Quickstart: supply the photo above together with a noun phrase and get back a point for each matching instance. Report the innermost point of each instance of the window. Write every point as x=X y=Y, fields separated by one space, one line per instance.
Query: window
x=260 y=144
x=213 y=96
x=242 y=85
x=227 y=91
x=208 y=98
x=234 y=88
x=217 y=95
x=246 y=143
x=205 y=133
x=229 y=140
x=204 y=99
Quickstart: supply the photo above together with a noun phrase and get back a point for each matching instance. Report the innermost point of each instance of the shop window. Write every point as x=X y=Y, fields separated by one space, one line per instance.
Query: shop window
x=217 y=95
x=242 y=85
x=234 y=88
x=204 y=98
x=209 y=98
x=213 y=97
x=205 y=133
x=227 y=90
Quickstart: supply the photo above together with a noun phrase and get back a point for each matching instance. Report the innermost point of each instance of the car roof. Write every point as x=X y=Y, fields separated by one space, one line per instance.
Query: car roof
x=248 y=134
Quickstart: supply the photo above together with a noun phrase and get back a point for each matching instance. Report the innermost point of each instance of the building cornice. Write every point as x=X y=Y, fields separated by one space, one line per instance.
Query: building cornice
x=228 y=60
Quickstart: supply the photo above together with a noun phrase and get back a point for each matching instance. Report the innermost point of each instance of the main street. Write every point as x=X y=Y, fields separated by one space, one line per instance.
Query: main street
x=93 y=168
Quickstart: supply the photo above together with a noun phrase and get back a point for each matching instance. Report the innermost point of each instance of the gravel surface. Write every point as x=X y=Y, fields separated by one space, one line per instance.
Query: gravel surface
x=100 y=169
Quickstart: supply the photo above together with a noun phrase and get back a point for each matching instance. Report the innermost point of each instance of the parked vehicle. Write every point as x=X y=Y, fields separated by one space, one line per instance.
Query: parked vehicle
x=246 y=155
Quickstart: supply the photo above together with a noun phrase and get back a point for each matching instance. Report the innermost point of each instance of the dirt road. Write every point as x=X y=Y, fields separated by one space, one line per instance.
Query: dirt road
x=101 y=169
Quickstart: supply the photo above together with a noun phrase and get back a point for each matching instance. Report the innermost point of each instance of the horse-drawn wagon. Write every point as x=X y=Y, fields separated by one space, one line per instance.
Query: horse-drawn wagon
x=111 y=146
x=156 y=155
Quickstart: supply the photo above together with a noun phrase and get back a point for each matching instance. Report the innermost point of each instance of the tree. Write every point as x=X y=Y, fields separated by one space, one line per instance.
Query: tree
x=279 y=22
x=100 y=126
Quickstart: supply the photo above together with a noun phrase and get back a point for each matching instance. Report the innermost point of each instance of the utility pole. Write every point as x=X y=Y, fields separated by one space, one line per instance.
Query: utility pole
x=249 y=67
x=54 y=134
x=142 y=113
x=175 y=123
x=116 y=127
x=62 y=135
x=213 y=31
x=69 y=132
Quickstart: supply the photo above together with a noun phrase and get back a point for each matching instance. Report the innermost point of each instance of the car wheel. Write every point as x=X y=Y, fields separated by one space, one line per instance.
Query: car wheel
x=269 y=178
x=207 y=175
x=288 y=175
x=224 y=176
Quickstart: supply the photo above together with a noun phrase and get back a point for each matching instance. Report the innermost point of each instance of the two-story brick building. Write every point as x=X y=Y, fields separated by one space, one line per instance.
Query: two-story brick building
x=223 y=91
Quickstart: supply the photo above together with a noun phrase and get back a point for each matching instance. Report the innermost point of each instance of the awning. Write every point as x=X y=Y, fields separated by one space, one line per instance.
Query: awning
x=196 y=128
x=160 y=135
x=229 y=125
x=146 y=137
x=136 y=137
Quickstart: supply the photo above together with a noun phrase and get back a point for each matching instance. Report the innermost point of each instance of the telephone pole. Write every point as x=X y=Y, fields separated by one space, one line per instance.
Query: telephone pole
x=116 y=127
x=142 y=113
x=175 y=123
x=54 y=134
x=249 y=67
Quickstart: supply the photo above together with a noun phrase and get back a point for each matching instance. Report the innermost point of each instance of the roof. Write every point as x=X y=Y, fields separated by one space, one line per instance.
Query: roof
········
INSTRUCTIONS FOR THE TASK. Rewrite the lines from the one containing "of the awning." through the end, changing "telephone pole" to "utility pole" and keeping everything else the same.

RESPONSE TO THIS TASK.
Quickstart: supply the photo above together with a noun phrase and get back a point for each matching instance. Report the innermost point of each instance of the awning. Write every point as x=X y=Y, fields separated by one space, one line per instance.
Query: awning
x=196 y=128
x=160 y=135
x=229 y=125
x=146 y=137
x=136 y=137
Quickstart: supply the photo above together with a noun phrase and get back a point for each matching instance. Report the innermost point of each instance of the utility pole. Write every point as x=X y=Y, fields separated by one space, one line per instance.
Query: utility pole
x=116 y=127
x=142 y=113
x=175 y=123
x=54 y=134
x=249 y=67
Quickstart: supply the photo above together with a noun phrase and get back a point for each matching instance. Report the innermost point of each instance of the roof. Write every point as x=X y=Y, fields separated by one space, one line per instance.
Query: roof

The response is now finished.